• Dataset

──────

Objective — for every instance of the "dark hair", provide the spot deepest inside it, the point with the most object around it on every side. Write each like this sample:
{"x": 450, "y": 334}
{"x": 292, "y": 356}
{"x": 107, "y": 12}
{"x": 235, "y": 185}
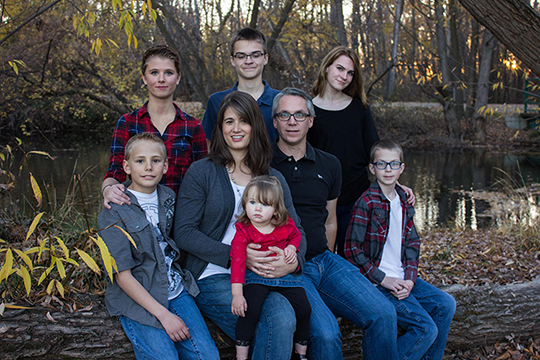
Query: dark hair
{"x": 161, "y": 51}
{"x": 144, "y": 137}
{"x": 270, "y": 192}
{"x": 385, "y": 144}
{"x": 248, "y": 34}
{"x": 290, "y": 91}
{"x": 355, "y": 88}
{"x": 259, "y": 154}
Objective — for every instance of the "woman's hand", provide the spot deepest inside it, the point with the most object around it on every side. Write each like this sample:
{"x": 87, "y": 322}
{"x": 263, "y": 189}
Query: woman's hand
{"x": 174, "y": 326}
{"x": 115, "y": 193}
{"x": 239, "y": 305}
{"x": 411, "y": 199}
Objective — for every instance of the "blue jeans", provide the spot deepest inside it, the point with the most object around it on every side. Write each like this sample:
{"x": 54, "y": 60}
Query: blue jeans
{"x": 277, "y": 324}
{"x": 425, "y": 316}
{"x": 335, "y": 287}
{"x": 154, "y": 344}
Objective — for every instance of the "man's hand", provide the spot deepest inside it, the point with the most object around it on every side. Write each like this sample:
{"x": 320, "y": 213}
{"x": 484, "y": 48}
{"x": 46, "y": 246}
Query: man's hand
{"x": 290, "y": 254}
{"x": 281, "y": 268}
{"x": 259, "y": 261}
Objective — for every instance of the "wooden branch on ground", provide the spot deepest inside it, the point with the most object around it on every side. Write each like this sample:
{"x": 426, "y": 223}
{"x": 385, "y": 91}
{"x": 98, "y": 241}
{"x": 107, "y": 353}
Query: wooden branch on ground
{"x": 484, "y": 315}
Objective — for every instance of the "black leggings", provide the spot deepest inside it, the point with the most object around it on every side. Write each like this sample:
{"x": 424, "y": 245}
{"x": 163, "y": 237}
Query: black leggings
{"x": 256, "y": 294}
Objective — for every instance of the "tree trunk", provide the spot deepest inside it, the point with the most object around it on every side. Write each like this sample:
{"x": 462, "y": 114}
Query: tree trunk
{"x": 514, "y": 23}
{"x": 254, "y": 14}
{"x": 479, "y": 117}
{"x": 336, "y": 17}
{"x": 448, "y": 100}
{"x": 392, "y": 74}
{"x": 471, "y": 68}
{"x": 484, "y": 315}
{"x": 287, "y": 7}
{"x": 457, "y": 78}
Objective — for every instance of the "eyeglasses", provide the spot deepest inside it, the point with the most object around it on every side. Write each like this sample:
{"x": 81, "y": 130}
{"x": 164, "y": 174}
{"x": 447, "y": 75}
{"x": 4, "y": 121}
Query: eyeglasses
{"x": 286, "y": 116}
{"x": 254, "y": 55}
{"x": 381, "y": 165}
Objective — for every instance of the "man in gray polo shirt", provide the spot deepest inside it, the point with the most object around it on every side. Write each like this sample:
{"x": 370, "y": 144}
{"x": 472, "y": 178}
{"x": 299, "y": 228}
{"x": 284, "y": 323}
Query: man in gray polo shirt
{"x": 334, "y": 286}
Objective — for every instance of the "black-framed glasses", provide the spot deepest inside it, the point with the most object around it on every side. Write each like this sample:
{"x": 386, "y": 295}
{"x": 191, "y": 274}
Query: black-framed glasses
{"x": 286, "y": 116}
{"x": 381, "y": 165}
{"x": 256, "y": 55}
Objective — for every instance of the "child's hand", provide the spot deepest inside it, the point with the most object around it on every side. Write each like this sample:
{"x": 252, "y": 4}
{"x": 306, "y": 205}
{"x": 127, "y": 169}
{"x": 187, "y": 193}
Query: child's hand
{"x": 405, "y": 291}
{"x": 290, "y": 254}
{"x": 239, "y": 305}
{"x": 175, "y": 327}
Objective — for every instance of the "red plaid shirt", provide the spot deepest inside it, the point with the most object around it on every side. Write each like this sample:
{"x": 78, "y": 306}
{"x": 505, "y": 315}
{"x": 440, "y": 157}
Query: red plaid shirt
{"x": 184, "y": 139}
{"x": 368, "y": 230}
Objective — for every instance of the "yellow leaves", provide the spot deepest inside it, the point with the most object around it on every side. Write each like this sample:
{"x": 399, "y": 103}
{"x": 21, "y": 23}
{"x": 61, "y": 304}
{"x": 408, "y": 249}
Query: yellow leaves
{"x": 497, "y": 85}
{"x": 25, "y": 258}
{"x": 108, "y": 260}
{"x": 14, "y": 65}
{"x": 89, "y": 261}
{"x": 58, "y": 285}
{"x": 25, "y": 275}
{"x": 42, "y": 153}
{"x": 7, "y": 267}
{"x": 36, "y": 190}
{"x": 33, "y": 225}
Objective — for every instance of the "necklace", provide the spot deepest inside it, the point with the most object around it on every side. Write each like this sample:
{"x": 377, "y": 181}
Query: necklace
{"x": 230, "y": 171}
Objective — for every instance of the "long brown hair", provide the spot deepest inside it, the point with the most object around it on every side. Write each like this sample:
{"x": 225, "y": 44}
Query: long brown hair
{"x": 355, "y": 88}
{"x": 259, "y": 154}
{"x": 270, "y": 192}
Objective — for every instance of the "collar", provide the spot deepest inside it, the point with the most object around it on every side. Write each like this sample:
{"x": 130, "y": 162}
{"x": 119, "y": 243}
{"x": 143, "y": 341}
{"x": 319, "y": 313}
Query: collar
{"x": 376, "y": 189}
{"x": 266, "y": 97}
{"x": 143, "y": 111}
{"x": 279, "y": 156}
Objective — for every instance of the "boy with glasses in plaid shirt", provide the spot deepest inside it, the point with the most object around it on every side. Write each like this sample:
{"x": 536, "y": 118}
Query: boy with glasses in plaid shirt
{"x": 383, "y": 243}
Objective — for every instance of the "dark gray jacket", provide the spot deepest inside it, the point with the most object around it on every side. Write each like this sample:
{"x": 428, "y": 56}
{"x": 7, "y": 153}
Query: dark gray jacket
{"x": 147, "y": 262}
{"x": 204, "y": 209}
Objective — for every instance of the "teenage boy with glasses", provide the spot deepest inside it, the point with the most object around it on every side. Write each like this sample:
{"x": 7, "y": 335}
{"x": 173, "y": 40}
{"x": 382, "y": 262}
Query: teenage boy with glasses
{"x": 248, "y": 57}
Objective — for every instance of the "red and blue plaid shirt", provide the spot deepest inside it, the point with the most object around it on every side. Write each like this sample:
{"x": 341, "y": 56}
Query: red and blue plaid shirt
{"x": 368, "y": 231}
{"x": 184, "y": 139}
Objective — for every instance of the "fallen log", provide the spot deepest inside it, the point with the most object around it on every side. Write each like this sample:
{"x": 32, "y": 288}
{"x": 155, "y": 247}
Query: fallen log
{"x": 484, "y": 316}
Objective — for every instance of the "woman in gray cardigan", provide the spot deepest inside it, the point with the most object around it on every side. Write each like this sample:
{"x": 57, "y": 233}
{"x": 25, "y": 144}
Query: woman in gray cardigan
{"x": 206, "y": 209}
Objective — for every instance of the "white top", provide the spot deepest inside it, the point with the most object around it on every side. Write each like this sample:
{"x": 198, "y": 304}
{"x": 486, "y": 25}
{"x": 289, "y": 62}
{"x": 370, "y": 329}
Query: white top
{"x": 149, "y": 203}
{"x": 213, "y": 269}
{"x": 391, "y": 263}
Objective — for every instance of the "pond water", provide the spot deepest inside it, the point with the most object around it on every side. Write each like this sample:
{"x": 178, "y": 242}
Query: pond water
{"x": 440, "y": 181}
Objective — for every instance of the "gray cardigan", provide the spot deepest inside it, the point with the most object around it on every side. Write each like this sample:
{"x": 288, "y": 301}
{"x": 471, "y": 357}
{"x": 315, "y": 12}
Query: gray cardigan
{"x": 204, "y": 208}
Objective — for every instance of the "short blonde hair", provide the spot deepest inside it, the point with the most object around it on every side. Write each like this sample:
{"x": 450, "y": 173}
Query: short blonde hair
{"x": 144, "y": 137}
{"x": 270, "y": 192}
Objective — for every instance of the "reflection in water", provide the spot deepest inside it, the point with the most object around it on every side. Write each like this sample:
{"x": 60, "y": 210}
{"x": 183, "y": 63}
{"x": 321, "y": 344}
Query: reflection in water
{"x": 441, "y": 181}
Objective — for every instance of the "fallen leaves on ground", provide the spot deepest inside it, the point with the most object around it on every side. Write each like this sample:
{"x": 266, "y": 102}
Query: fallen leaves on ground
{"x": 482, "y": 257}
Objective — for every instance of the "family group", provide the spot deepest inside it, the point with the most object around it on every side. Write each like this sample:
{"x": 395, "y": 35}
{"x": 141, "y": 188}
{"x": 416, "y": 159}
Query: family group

──────

• Exercise instructions
Considering the entries above, how many lines contain "family"? Give that number with nothing else.

• Result
2